## Task to complete
Retype the records below word for word, starting at the line that contains "Place one marker on every instance of the brass key, position" and ending at the line that contains "pixel 396 249", with both of those lines included.

##### Data rows

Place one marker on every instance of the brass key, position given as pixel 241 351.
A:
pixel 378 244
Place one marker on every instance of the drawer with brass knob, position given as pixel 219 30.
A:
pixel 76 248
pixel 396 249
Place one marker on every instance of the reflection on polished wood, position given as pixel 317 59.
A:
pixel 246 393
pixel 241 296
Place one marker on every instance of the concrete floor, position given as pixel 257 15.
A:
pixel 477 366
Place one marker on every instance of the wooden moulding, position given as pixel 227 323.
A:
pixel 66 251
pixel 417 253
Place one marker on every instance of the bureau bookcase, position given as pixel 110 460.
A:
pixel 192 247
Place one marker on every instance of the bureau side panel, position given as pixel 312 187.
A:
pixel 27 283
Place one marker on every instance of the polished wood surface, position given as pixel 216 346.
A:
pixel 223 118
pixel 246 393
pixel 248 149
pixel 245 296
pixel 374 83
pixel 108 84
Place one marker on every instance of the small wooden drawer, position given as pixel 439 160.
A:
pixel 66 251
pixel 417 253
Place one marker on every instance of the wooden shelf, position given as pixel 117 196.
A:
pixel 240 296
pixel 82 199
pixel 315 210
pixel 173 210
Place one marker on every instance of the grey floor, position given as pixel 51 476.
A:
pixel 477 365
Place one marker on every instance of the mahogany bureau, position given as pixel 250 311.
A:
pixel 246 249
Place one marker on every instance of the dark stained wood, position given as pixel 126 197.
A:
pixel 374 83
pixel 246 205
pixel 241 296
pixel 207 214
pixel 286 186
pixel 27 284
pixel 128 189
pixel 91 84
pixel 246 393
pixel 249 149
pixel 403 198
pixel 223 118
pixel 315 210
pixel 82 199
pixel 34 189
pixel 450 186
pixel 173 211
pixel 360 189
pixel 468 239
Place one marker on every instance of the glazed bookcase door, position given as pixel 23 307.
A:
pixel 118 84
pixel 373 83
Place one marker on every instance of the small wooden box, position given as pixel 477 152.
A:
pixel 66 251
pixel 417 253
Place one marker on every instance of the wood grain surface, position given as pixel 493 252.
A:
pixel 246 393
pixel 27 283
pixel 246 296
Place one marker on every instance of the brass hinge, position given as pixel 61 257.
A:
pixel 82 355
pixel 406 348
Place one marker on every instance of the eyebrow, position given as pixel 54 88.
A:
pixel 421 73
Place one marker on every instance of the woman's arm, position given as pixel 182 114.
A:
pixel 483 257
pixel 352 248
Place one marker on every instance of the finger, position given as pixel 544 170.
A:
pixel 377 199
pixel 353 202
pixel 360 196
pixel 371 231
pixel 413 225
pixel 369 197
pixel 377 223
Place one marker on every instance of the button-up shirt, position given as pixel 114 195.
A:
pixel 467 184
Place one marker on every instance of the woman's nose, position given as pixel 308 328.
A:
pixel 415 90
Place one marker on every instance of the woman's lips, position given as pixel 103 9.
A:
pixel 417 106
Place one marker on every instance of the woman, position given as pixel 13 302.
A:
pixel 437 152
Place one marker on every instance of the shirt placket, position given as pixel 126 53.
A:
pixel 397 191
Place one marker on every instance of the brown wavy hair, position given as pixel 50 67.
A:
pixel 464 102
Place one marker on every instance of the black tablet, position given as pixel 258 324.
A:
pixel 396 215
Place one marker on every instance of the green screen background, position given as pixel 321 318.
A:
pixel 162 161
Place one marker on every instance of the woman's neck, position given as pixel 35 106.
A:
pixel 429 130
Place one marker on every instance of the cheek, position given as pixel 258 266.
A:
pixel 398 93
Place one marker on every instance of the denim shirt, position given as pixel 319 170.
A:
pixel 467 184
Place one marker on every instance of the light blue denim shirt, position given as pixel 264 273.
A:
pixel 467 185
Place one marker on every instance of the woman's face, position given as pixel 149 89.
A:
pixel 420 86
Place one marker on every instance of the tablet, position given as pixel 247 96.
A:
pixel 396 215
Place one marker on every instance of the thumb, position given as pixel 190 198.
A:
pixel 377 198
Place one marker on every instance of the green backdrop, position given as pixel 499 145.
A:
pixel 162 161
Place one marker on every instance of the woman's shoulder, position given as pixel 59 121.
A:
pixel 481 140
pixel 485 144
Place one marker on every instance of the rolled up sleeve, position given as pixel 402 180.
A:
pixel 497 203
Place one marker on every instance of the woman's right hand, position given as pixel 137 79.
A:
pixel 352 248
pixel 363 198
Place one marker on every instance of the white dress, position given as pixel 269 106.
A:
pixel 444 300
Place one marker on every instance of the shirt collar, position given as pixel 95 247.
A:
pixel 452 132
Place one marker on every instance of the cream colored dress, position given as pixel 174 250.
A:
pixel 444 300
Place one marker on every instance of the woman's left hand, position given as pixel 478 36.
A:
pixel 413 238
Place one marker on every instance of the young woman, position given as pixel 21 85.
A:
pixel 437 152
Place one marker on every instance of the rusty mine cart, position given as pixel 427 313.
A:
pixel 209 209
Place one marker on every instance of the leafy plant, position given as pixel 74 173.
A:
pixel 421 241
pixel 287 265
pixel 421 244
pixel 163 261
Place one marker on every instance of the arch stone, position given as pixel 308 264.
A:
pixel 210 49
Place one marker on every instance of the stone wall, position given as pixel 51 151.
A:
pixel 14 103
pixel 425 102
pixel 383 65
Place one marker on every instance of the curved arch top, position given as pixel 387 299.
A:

##########
##### Data rows

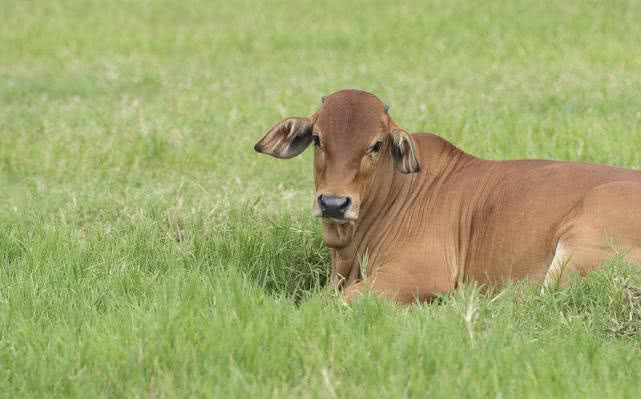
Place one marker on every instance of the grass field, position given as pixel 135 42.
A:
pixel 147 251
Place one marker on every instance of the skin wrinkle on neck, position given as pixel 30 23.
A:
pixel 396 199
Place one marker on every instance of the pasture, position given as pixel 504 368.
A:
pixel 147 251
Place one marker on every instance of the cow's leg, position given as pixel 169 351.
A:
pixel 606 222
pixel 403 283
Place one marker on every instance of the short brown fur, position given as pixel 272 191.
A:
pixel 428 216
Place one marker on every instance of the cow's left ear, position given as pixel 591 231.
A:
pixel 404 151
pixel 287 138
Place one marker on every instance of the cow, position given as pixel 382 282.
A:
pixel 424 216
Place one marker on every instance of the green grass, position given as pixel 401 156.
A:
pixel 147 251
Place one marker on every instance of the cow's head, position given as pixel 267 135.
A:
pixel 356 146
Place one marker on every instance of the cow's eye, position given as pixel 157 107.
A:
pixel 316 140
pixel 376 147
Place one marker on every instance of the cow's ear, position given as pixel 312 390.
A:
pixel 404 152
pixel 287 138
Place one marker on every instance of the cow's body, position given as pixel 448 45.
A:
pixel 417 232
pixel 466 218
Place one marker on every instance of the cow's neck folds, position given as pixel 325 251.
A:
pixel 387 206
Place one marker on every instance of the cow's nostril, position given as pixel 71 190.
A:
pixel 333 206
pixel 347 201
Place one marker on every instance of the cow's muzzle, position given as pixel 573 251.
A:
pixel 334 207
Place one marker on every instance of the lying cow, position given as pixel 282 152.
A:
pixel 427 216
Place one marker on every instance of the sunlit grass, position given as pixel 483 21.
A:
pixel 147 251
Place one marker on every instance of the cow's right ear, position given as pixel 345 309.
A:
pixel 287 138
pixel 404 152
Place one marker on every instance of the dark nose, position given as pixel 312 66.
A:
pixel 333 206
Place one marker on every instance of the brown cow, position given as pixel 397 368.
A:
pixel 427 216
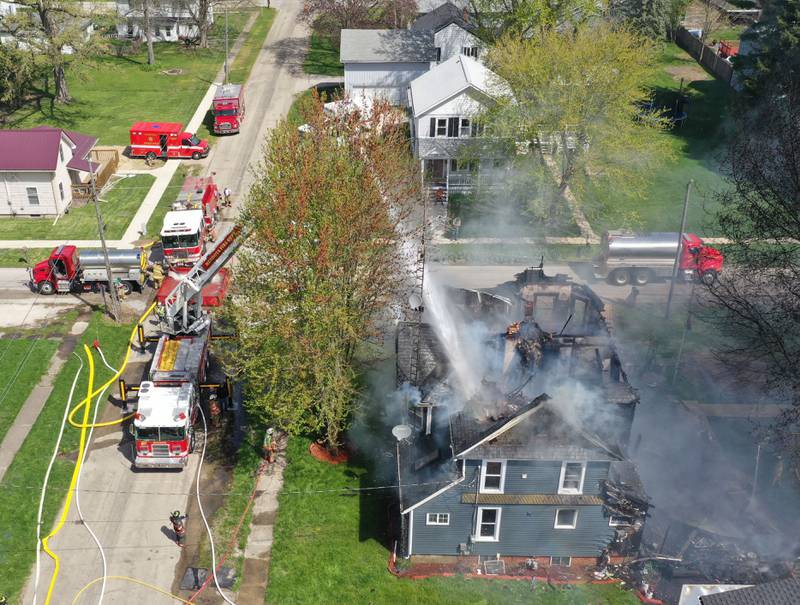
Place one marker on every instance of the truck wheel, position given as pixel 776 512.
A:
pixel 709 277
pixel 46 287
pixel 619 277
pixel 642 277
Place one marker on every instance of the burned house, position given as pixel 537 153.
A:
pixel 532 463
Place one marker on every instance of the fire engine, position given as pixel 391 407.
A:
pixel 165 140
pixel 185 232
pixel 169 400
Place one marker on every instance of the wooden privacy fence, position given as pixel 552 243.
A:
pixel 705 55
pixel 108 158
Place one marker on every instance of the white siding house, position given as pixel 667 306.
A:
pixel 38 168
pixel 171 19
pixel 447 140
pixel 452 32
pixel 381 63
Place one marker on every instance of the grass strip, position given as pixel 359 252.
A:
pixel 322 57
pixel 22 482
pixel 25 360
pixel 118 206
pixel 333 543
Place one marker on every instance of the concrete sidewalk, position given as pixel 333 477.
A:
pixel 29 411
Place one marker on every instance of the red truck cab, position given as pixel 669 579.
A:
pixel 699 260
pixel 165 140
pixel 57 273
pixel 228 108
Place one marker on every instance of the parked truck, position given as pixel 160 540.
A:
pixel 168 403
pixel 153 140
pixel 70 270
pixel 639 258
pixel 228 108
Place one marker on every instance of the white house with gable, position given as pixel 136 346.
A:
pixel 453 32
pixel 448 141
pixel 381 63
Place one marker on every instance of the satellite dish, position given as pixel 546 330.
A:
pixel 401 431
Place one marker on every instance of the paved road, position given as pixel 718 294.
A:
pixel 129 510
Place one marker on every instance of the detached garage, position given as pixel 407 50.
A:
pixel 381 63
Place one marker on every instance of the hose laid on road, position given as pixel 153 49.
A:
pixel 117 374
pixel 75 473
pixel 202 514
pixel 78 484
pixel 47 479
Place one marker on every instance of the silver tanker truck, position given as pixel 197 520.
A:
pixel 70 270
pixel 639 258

##########
##### Data rows

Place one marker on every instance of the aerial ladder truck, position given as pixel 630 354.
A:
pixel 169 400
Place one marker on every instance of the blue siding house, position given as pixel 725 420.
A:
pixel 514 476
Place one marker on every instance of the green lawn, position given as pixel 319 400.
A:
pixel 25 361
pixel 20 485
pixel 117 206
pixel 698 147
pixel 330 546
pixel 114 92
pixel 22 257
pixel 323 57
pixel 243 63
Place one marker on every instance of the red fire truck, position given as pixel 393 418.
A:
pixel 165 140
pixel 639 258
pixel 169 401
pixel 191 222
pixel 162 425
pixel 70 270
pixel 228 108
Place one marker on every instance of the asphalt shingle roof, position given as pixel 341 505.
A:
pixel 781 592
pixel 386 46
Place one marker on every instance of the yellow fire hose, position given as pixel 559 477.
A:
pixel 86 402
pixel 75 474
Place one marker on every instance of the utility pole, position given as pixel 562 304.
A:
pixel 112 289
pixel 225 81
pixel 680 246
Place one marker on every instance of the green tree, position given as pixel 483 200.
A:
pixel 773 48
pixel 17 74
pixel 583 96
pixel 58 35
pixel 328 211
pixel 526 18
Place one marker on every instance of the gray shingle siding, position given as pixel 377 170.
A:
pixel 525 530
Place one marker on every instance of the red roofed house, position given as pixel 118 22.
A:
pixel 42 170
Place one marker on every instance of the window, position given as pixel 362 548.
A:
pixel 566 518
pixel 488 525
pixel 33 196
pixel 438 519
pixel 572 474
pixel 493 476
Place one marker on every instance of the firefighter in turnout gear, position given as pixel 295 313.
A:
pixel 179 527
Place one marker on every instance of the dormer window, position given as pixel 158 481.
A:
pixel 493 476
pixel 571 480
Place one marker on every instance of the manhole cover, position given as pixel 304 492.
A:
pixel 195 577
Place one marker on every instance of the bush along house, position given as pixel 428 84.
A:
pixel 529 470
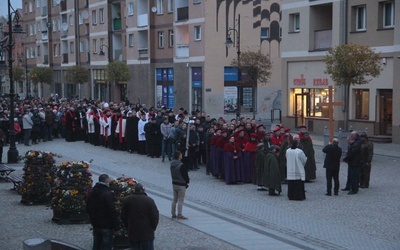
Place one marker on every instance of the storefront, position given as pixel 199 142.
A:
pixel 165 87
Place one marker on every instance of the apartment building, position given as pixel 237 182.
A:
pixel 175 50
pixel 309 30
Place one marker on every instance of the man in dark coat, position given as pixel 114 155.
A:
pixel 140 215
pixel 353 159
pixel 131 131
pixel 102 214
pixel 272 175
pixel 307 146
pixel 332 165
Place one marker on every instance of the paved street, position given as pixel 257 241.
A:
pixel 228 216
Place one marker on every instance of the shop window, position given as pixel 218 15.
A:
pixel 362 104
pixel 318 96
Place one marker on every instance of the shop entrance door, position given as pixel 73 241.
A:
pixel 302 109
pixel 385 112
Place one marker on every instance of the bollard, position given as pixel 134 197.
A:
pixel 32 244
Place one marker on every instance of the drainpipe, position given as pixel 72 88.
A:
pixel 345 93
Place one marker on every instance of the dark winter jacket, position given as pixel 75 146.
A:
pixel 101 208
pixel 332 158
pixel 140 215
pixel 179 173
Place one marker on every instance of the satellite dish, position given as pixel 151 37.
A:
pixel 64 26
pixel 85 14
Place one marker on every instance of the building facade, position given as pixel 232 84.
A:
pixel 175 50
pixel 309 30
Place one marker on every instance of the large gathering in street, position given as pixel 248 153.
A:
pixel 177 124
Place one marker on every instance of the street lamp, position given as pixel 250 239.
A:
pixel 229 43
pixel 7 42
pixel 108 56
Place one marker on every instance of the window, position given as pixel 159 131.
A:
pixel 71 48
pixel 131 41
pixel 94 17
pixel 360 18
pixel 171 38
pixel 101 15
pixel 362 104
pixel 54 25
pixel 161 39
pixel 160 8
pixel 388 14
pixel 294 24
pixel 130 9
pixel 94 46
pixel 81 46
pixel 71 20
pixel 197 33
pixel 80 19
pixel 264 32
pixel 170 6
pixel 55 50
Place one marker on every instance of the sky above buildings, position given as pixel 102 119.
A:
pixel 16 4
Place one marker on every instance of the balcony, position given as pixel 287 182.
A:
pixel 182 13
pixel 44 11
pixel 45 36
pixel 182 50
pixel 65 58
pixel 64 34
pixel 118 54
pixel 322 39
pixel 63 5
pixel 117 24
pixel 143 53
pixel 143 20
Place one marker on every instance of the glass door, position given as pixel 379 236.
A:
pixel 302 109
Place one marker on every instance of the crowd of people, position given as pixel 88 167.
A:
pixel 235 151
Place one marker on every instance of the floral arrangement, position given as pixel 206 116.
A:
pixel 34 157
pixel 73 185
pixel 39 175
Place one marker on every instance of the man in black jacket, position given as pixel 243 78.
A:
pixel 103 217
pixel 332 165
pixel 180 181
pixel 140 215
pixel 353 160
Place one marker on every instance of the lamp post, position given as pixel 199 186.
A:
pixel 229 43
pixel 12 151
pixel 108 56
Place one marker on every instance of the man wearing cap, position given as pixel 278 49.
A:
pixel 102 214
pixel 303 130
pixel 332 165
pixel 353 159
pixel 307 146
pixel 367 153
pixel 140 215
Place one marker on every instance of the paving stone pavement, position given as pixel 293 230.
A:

##########

## Written response
Place one marker on every instance of the brass key, position given as pixel 241 351.
A:
pixel 378 244
Place one marker on every instance of the drawer with brass knob, position given as pixel 219 30.
A:
pixel 76 248
pixel 396 249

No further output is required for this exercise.